§ THE REQUEST
Type out the records that follow, exactly as given.

(Entries taken from a collection)
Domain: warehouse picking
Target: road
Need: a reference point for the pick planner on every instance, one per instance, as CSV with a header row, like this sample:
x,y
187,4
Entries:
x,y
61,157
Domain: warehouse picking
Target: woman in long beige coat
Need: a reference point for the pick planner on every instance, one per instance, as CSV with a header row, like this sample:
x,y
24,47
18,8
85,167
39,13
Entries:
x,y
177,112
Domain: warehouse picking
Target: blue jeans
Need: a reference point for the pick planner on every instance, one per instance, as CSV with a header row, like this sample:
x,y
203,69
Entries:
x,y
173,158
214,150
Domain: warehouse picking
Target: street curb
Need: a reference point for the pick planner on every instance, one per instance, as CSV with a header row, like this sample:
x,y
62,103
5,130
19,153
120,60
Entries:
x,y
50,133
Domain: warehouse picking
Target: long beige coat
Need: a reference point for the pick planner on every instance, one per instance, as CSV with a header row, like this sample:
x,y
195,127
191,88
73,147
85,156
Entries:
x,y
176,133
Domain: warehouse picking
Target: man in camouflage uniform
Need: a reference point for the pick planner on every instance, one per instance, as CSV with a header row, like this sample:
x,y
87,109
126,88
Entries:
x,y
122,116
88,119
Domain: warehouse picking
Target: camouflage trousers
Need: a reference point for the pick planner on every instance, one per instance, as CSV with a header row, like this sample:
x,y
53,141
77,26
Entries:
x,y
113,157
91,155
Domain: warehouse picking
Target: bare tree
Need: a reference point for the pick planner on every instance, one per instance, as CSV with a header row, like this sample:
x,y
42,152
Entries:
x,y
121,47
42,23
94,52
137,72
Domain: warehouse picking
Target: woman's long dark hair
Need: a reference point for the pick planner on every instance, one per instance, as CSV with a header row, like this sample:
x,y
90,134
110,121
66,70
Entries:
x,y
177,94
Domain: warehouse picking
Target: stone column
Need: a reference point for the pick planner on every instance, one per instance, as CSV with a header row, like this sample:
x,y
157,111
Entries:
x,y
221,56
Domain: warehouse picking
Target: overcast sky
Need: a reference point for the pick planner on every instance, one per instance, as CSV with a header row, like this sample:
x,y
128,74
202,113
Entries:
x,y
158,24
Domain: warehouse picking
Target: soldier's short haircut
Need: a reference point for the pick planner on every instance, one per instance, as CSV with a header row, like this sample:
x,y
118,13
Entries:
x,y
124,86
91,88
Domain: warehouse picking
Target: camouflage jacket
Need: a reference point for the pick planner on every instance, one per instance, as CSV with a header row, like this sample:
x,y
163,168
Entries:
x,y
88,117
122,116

§ ANSWER TO THIS PROBLEM
Domain: warehouse picking
Target: road
Need: a reference point for the pick planner on every instance, one per instance, as CSV with a header row, like this sample:
x,y
187,4
Entries:
x,y
61,157
Domain: warehouse picking
Target: woman in long beige coat
Need: a reference point for the pick planner on every instance, one per instance, as CSV with a header row, like this sample:
x,y
24,47
18,8
85,167
39,13
Entries:
x,y
177,112
Domain: warehouse picking
Target: blue jeans
Need: a reference point for the pick planner on every instance, one per instance, as CSV with a header row, like this sample:
x,y
203,69
Entries:
x,y
173,158
214,150
Domain: warehouse picking
Target: street curb
Need: a reference point for the pick planner on every instance, one per instance, as CSV with a header row, like this sample:
x,y
62,103
5,130
19,153
120,60
Entries:
x,y
50,133
Domain: warehouse picking
Target: long beige coat
Need: a reference point for the pick planner on every instance, one per instance, as CSV with a header row, like this sample:
x,y
195,127
191,88
73,147
85,156
Entries:
x,y
176,133
Domain: warehouse picking
Target: man in camouflage uniform
Need: a reference point for the pick planner on every instance, one per instance, as CSV with a header row, like this sample:
x,y
87,109
126,88
Entries:
x,y
122,116
88,119
Domain: warehouse picking
Target: camouflage trousers
Need: a reference point for the pick planner on every instance, one per instance, as CSV with a header row, like this sample:
x,y
53,141
77,26
Entries:
x,y
113,157
91,155
Domain: warehouse picking
Target: bare tree
Need: a reference point for the pick planner on every instance, one per instance, as CSV with a header row, like this sample:
x,y
42,152
Entries:
x,y
121,47
42,23
94,52
137,72
Domain: warehouse picking
Target: woman's long dark hair
Need: a reference point for the pick planner on every instance, one per instance, as CSV with a header row, like this sample:
x,y
90,134
110,121
66,70
Entries:
x,y
177,94
Domain: warehouse picking
Target: stone column
Need: a reference point for the pick planner on every instance, one per instance, as CSV with a header row, like this sample:
x,y
157,111
Entries:
x,y
221,56
Domain: warehouse picking
Target: overcast sky
Need: a reference point for the pick planner on every instance, one per instance, as CSV with a header row, like this sample:
x,y
128,74
202,113
Entries:
x,y
158,24
Domain: warehouse picking
Target: soldier's short haircut
Need: a reference point for the pick planner on every instance, one per instance, as CSV with a header row, like this sample:
x,y
118,13
Entries:
x,y
124,86
91,88
Domain: warehouse picking
Target: camouflage jacket
Need: a reference point for the pick planner on every instance, one per instance, as CSV with a header row, like this sample:
x,y
163,168
Entries:
x,y
88,117
122,116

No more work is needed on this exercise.